#### [What the exercise asks]
Replace "one point per instance" with "a single point for each instance" throughout the lines below, and keep everything else the same.

** start Data shown **

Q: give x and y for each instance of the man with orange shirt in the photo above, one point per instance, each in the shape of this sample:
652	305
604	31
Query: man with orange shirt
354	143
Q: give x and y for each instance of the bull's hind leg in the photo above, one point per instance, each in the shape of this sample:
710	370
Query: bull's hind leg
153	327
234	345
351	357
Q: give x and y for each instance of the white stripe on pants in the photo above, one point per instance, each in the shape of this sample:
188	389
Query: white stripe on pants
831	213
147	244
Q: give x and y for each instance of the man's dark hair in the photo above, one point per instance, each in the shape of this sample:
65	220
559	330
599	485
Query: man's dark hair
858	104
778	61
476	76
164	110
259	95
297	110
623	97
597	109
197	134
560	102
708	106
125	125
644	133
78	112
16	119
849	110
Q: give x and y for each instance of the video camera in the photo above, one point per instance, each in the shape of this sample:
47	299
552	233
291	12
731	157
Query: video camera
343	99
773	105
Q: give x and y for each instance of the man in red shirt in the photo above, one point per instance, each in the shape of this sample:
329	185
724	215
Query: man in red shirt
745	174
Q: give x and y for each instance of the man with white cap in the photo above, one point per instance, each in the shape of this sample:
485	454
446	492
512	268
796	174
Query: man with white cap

** end Data shown **

#### [Exercise output]
Q: give x and y for each instance of the man with orange shirt in the photo above, a single point for each instance, each in the shape of this sample:
652	305
604	31
Query: man with orange shirt
354	143
Q: give x and y for each instance of the bull's hind leg in the photo above, a single point for each instance, each in the shape of this sample:
710	370
Query: bull's hind leg
153	327
234	345
351	357
Q: give x and y for each instance of the white stripe on pants in the photo above, a single point for each instance, each in the shape of this sample:
188	389
Query: white stripe on pants
831	213
147	244
Q: give x and y for each instance of the man's dark hair in the photo above, a single point for each instance, each in the shape of this sample:
65	220
559	330
599	485
Query: man's dark hair
858	104
778	61
476	76
164	110
259	95
297	110
623	97
597	109
197	134
560	102
708	106
125	125
644	133
78	112
16	119
849	110
Q: give x and y for each instance of the video camera in the photo above, a single point for each instance, each in the shape of this sample:
47	299
552	233
291	12
731	157
Query: video camera
343	99
773	105
Q: give x and y for each instance of the man in red shirt in the photo above, a single point for each instance, each in the shape of this sample:
329	185
724	215
Query: man in red shirt
745	174
Q: give x and y for each instance of the man with white cap in the photo above, a single point for each instance, each in the shape of this sample:
485	454
446	492
512	268
796	174
Query: man with white cap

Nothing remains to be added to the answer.